What is being asked:
Output the data verbatim from its start through the line that contains "box: [188, 23, 877, 1055]", including that line. Leave the pictures out of your answer.

(Dataset entries)
_ _ _ _ _ _ _

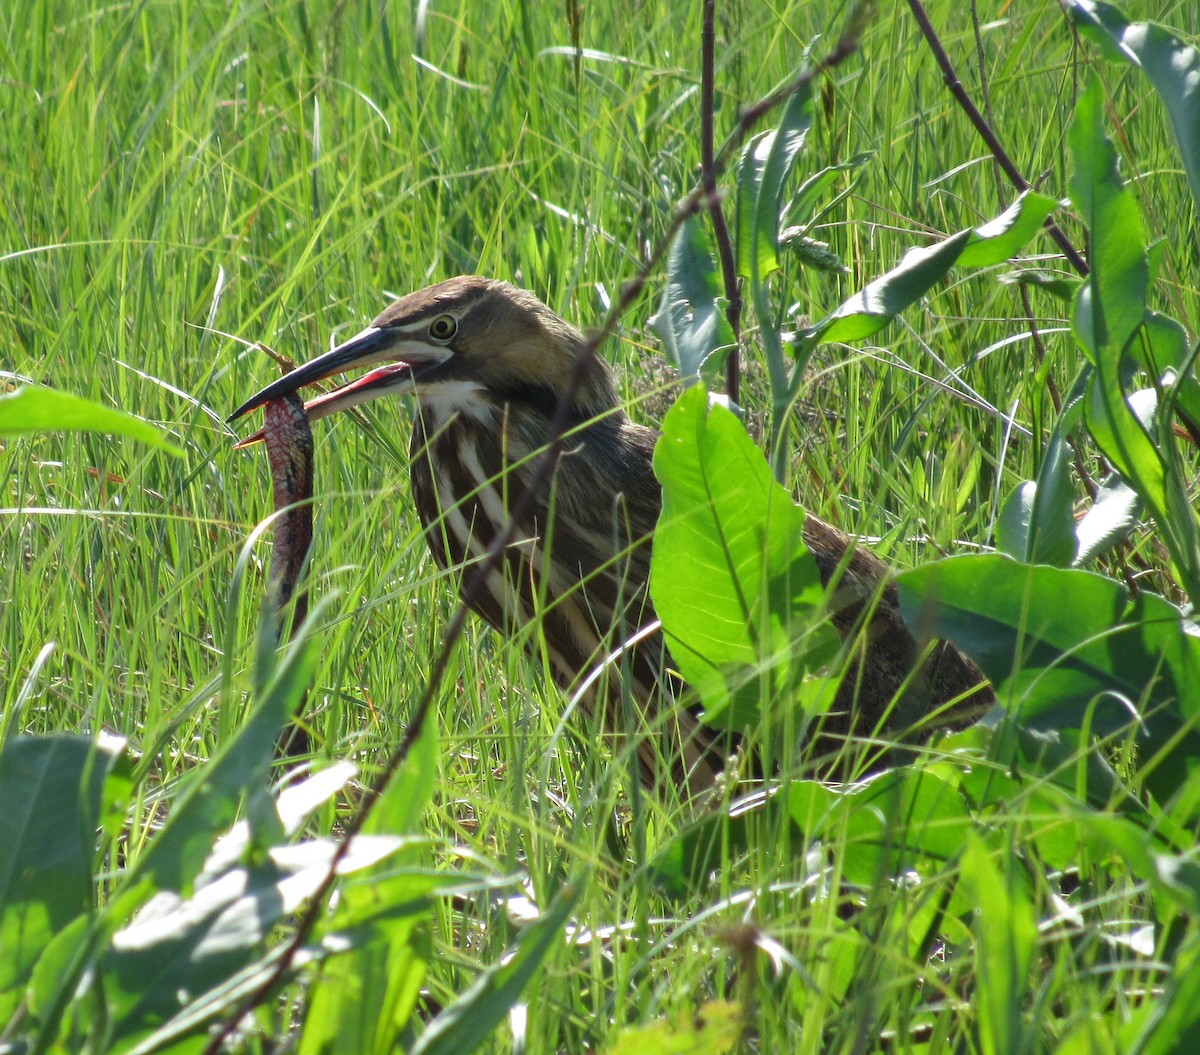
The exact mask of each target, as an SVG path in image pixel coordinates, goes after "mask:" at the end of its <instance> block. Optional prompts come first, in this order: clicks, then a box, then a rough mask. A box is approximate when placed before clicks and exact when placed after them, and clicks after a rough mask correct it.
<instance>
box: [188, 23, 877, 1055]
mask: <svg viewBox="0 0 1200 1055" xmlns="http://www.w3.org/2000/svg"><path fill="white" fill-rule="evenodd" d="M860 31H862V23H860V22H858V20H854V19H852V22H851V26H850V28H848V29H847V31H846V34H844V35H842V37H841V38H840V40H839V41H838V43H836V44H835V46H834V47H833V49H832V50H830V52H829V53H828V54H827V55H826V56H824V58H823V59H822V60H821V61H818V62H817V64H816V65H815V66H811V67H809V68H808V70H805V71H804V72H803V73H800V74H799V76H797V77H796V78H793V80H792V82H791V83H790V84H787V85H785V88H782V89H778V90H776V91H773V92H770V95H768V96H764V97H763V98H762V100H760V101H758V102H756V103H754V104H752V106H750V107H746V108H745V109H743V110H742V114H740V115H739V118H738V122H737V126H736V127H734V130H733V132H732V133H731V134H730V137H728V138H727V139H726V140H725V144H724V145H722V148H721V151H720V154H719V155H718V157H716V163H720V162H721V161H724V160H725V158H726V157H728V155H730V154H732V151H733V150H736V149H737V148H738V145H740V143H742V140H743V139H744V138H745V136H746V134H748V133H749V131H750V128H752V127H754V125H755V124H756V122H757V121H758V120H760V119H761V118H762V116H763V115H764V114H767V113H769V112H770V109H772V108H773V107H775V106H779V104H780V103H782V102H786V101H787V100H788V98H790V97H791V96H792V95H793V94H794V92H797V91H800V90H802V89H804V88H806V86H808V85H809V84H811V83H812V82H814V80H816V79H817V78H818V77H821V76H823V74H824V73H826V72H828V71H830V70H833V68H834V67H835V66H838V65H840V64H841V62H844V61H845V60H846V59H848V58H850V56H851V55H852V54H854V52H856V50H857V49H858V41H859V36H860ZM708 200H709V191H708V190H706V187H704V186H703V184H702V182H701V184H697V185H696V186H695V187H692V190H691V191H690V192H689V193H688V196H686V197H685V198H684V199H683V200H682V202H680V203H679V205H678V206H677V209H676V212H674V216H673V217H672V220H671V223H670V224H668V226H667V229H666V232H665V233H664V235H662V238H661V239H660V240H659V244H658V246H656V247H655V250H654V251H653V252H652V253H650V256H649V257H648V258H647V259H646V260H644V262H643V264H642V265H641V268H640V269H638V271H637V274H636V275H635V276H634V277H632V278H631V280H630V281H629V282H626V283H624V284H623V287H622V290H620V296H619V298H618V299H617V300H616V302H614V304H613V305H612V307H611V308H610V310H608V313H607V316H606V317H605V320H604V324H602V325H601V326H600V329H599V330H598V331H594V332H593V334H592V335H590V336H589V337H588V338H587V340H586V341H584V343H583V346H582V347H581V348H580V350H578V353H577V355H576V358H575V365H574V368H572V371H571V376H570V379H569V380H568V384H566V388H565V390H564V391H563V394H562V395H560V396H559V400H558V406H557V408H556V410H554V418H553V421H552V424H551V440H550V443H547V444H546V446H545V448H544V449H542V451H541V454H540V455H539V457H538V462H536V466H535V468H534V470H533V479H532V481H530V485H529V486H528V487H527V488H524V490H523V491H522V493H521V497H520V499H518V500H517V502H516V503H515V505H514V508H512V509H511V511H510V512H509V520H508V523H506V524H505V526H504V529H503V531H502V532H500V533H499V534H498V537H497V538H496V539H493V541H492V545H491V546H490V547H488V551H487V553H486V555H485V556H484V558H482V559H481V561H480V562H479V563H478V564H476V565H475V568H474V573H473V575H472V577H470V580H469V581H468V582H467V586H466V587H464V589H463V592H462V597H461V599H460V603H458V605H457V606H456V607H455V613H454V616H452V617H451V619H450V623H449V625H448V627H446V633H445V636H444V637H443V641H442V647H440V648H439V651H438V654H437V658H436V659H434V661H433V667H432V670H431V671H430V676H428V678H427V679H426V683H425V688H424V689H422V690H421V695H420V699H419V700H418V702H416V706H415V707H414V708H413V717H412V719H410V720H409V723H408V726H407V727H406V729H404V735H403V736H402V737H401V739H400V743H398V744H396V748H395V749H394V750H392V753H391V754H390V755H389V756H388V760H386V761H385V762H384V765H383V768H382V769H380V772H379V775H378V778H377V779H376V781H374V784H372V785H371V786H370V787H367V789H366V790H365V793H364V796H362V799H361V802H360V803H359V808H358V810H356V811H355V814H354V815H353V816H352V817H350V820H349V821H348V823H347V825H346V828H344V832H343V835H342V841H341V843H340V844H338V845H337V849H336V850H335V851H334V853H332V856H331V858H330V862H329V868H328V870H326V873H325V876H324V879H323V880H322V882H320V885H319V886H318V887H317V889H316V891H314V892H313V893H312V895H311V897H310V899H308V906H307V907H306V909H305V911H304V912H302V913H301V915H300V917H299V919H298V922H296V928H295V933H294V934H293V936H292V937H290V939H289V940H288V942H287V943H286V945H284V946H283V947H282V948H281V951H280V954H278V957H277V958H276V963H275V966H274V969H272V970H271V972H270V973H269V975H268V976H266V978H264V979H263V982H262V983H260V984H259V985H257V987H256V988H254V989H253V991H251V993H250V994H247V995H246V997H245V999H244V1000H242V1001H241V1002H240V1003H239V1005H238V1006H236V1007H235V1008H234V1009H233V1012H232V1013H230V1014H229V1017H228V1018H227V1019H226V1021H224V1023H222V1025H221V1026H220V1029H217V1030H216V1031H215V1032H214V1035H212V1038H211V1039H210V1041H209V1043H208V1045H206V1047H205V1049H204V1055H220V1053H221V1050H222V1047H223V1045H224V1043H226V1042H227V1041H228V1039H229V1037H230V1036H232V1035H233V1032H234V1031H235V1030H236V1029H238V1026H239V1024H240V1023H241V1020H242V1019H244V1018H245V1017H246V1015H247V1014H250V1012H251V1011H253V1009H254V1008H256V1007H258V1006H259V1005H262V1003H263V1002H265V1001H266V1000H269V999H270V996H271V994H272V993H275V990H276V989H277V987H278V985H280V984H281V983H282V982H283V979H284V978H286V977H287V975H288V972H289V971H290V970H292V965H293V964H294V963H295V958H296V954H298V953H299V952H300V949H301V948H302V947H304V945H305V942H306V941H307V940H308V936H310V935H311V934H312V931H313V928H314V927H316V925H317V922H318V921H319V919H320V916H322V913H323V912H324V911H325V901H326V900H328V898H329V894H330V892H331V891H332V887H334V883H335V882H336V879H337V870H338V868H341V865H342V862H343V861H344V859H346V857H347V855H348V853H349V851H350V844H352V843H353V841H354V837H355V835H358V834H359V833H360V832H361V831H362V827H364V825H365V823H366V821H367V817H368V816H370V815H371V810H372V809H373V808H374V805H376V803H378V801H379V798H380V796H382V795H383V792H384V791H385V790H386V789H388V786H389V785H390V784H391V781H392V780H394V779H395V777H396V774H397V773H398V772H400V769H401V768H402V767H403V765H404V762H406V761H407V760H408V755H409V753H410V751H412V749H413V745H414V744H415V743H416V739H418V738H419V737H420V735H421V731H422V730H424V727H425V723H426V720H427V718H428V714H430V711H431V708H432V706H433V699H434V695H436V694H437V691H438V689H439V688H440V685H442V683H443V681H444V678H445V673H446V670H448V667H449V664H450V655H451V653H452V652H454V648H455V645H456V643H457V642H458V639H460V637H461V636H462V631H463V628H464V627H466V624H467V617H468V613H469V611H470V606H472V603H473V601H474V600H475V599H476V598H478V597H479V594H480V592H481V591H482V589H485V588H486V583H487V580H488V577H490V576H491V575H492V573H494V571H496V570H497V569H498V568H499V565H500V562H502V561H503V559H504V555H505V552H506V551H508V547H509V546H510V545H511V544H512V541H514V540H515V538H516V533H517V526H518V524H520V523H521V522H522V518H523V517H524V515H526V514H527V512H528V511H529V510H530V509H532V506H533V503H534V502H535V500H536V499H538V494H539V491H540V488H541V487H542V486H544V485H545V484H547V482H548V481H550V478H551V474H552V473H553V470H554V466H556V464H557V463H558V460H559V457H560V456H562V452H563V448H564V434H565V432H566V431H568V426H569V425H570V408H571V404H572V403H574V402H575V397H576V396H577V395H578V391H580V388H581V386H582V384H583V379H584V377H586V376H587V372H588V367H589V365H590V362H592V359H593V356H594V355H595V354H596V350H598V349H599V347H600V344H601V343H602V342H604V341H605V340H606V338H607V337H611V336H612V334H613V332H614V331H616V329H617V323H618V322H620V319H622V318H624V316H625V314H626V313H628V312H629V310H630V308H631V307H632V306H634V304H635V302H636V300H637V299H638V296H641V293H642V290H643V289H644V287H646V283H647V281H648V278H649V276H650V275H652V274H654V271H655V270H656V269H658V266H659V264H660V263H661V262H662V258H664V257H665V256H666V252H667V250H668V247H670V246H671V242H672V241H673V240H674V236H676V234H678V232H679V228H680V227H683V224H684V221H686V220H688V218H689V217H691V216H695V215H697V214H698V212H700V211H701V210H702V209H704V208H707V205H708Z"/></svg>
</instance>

_ _ _ _ _ _ _

Reply:
The exact mask of each target, as an SVG path in image pixel coordinates, goes after "mask:" at the end of its <instance> block. Optional prompts come first, in this order: clicks, then a box, then a rough mask. A box is approximate when placed before clicks and exact when placed after them, and clicks after a rough mask correct it.
<instance>
box: [188, 23, 877, 1055]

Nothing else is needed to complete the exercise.